Reproduce every line of the entries from the line containing "Can you see the white" through the end of the entries, requests included, shifting each coordinate in the answers by adding 124 to it.
┌──
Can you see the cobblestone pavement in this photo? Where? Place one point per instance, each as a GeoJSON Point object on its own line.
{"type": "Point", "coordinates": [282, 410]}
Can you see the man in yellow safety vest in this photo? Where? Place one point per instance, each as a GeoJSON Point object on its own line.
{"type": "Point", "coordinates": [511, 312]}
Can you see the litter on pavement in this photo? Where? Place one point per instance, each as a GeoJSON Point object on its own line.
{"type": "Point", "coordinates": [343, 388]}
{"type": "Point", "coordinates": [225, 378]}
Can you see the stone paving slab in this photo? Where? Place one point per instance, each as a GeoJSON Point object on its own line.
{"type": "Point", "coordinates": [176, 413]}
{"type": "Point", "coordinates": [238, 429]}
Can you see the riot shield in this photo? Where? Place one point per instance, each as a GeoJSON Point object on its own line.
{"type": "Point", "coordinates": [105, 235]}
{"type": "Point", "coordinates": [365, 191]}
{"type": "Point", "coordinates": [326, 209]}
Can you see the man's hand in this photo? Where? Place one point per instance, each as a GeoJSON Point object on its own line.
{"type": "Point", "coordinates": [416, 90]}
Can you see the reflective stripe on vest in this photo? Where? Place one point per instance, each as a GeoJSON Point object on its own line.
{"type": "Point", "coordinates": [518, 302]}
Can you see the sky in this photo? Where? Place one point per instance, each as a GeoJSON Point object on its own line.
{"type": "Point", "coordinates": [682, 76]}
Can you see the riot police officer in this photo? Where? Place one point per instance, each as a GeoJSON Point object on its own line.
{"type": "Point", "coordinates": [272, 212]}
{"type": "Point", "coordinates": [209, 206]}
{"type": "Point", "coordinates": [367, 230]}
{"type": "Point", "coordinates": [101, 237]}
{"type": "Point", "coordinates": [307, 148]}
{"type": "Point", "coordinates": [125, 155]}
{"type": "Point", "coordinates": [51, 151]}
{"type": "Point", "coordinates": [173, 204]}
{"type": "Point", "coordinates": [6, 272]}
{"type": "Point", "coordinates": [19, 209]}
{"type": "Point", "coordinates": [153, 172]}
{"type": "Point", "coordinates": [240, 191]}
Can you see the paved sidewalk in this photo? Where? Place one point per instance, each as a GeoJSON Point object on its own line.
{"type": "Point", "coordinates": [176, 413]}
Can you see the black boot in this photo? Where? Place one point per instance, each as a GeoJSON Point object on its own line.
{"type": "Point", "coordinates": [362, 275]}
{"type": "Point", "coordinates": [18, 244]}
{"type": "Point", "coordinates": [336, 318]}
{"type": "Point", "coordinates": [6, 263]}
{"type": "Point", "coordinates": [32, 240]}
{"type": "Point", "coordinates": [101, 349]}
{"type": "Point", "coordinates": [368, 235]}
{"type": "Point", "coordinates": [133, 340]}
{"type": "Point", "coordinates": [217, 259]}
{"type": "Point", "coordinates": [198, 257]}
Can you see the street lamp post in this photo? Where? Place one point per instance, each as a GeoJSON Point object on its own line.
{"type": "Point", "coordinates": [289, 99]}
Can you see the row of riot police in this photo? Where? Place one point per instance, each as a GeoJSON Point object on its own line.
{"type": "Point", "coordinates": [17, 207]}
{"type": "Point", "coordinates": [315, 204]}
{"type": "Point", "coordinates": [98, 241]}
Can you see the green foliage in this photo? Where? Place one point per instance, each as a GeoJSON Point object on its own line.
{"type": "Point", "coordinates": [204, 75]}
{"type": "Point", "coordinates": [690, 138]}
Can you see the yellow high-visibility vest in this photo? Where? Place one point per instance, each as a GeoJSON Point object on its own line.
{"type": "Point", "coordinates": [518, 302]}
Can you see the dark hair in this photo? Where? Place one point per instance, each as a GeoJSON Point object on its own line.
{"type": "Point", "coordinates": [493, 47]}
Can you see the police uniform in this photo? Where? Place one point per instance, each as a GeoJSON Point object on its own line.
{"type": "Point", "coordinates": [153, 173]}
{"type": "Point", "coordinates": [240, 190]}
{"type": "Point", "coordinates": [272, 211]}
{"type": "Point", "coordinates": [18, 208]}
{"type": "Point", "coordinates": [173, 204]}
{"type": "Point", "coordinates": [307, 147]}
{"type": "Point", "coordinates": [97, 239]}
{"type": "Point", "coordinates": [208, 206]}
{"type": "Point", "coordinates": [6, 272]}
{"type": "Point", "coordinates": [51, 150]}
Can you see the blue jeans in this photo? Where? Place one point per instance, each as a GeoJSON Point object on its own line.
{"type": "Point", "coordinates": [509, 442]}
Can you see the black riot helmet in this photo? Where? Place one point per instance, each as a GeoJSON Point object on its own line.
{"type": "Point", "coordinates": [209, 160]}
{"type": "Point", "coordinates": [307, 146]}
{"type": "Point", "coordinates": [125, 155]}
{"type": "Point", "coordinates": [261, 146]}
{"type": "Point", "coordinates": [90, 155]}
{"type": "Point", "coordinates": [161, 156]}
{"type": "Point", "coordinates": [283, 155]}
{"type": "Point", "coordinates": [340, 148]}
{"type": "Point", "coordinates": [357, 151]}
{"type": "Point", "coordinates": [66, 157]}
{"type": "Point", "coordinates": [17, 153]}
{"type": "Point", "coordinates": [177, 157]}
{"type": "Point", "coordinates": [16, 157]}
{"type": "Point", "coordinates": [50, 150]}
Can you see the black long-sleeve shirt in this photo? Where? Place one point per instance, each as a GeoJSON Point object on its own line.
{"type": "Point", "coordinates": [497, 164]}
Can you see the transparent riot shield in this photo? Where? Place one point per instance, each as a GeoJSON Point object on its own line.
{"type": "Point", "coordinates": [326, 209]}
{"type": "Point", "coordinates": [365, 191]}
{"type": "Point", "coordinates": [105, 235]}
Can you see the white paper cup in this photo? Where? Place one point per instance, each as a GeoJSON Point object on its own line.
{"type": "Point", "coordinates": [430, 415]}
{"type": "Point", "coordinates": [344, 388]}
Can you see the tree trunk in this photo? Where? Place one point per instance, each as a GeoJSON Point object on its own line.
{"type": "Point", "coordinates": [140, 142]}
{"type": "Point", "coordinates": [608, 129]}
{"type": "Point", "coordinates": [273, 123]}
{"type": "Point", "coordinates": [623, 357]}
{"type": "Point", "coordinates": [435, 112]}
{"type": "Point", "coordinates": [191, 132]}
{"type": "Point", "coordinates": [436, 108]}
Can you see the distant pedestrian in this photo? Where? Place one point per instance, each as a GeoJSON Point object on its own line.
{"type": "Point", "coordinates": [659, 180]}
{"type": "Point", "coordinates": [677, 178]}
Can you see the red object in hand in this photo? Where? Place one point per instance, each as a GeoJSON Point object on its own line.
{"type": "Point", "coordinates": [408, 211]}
└──
* Finished answer:
Can you see the white paper cup in this photo? Where? Place one point per instance, each as a GeoJSON Point object on its own line.
{"type": "Point", "coordinates": [554, 539]}
{"type": "Point", "coordinates": [468, 512]}
Can you see the tree trunk in this photo? Where? Place one point per instance, each as a GeoJSON Point object on its own line.
{"type": "Point", "coordinates": [264, 266]}
{"type": "Point", "coordinates": [732, 253]}
{"type": "Point", "coordinates": [397, 247]}
{"type": "Point", "coordinates": [747, 481]}
{"type": "Point", "coordinates": [559, 236]}
{"type": "Point", "coordinates": [315, 256]}
{"type": "Point", "coordinates": [560, 232]}
Can you see the distant pedestrian in this photo? Where? Place one point per instance, each as a GeoJSON Point object on its own line.
{"type": "Point", "coordinates": [783, 304]}
{"type": "Point", "coordinates": [801, 302]}
Can you see the red object in hand in this photo? Where? Place one point per instance, each as a GeoJSON Point object on its own line.
{"type": "Point", "coordinates": [532, 335]}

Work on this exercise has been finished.